- **Alıntı Metin**:
§
Aydınlanma düşüncesi büyük ölçüde materyalist bir karaktere sahiptir. Ancak bu materyalizm, diyalektik değildir. Marksizm, materyalizme diyalektik boyutunu katarak felsefi bir devrim gerçekleştirmiştir.

• Aydınlanma, insanlığı belirli bir noktaya getirmiş ve radikal bir üst aşamaya sıçrama vizyonu yerine, sistem içi reformlar ve düzeltmelerle ilerlenebileceği fikrini benimsemiştir.

• Marx, Aydınlanma'nın bu temelini benimsemekle birlikte, onu durağanlığı ve diyalektikten yoksun olması nedeniyle eleştirmiştir. Materyalizm ile diyalektiği birleştiren öğreti Marksizmdir.

Diyalektik Mantık: Bütünsellik ve Hareket

Diyalektik, sıklıkla anlaşılamaz veya gizemli bir kavram olarak görülse de, özünde iki temel ilkeye dayanır: bütünsellik ve hareket. Olgulara, kendi iç bütünlükleri ve temsil ettikleri daha geniş bütünlük içinde ve sürekli bir değişim ve hareket halinde bakmak, diyalektik düşüncenin temelidir.

• Örnek: Aile Yapısı: Dört kişilik bir aile (anne, baba, iki çocuk) dışarıdan bakıldığında statik bir birim gibi görünebilir. Ancak diyalektik bir bakış, çocukların büyümesi, üniversiteye gitmesi, yeni ilişkiler kurması gibi süreçlerin aile içindeki tüm ilişkileri (karı-koca, ebeveyn-çocuk, kardeşler arası) sürekli olarak değiştirdiğini ve dönüştürdüğünü görür. Aile, statik değil, "hareket halindeki bir bütün" olarak kavranır.

Senkronik ve Diyakronik Analiz

Diyalektik perspektif, herhangi bir durumun analizinde iki farklı zaman boyutunu birleştirmeyi gerektirir:

1. Senkronik (Eş Zamanlı) Çözümleme: Bir olgunun belirli bir andaki durumunu, tüm bileşenleriyle birlikte analiz etmektir. Örneğin, Türkiye'nin bugünkü siyasi durumunu incelerken AKP, CHP, HDP gibi partilerin anlık pozisyonlarını ve niyetlerini değerlendirmek senkronik bir analizdir.

2. Diyakronik (Ardışık Zamanlı) Çözümleme: Senkronik analize tarihsel süreç boyutunu eklemektir. Aynı siyasi partilerin nereden gelip nereye evrildiğini, tarihsel gelişimlerini ve gelecekteki potansiyel yörüngelerini analize katmak, çözümlemeyi daha derin ve tatmin edici kılar.
§
- **İşaretleme veri kümesi kayıtları**:
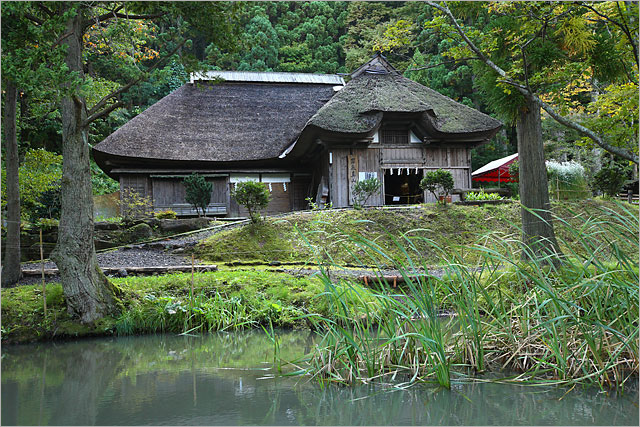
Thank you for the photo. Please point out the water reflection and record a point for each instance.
(225, 379)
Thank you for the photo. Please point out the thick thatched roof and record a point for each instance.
(376, 88)
(229, 121)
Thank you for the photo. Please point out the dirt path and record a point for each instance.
(171, 251)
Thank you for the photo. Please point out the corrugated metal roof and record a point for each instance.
(268, 77)
(494, 164)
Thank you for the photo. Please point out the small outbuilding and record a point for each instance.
(496, 171)
(303, 135)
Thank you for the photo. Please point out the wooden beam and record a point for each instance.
(132, 270)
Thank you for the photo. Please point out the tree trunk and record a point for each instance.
(537, 226)
(11, 264)
(89, 295)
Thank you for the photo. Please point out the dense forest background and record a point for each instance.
(310, 37)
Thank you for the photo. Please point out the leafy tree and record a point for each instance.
(27, 54)
(363, 190)
(198, 192)
(87, 69)
(438, 182)
(252, 195)
(611, 178)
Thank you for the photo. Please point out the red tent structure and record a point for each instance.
(495, 171)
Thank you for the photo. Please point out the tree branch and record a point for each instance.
(620, 25)
(100, 104)
(104, 112)
(33, 18)
(471, 45)
(426, 67)
(45, 9)
(115, 14)
(626, 154)
(105, 16)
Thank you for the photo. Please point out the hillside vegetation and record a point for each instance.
(379, 236)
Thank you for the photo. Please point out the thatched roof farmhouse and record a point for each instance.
(304, 135)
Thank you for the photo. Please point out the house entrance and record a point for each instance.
(402, 186)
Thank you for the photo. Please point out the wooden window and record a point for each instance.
(394, 136)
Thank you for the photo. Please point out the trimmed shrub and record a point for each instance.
(198, 192)
(252, 195)
(363, 190)
(567, 180)
(611, 178)
(438, 183)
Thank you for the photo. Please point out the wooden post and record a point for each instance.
(44, 287)
(192, 269)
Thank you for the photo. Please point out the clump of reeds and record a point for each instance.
(570, 321)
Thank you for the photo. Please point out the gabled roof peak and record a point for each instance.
(378, 64)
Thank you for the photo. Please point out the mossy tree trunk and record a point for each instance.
(537, 224)
(89, 295)
(11, 263)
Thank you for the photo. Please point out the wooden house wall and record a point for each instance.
(344, 173)
(285, 197)
(378, 158)
(139, 183)
(169, 193)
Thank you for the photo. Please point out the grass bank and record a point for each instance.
(434, 228)
(221, 300)
(573, 321)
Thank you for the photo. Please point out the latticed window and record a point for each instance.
(394, 136)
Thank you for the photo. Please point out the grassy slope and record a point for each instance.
(231, 299)
(298, 236)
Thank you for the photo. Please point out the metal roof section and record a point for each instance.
(495, 164)
(267, 77)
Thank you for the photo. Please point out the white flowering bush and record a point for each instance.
(567, 180)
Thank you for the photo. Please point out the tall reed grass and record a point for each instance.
(575, 321)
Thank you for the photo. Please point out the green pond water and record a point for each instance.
(227, 379)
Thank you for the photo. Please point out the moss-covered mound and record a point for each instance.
(221, 300)
(381, 236)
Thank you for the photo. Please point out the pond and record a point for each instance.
(229, 379)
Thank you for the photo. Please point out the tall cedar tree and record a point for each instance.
(88, 293)
(518, 74)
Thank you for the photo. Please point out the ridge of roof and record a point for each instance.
(267, 77)
(219, 123)
(359, 106)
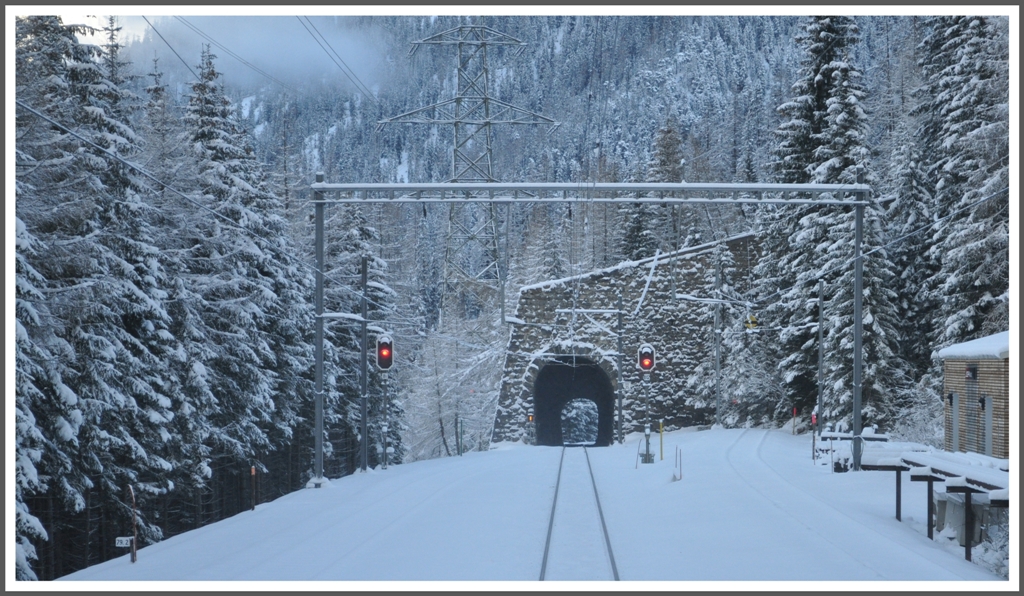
§
- **Yönergeler ve Koşullar**:
Alıntı metinde "Diyalektik, sıklıkla anlaşılamaz" diye başlayan paragrafı, ana bilgilerini koruyarak madde listesi halinde yeniden yazın. Yalnızca alıntı metindeki bilgileri kullanın.

- **Alıştırma Yanıtı**:
- Diyalektik çoğu zaman anlaşılamaz ya da gizemli bir kavram olarak görülür.
- Özünde iki temel ilkeye dayanır: bütünsellik ve hareket.
- Diyalektik düşüncenin temeli, olgulara hem kendi iç bütünlükleri hem de temsil ettikleri daha geniş bütünlük içinde bakmaktır.
- Bu bakış, olguları sürekli bir değişim ve hareket halinde ele alır.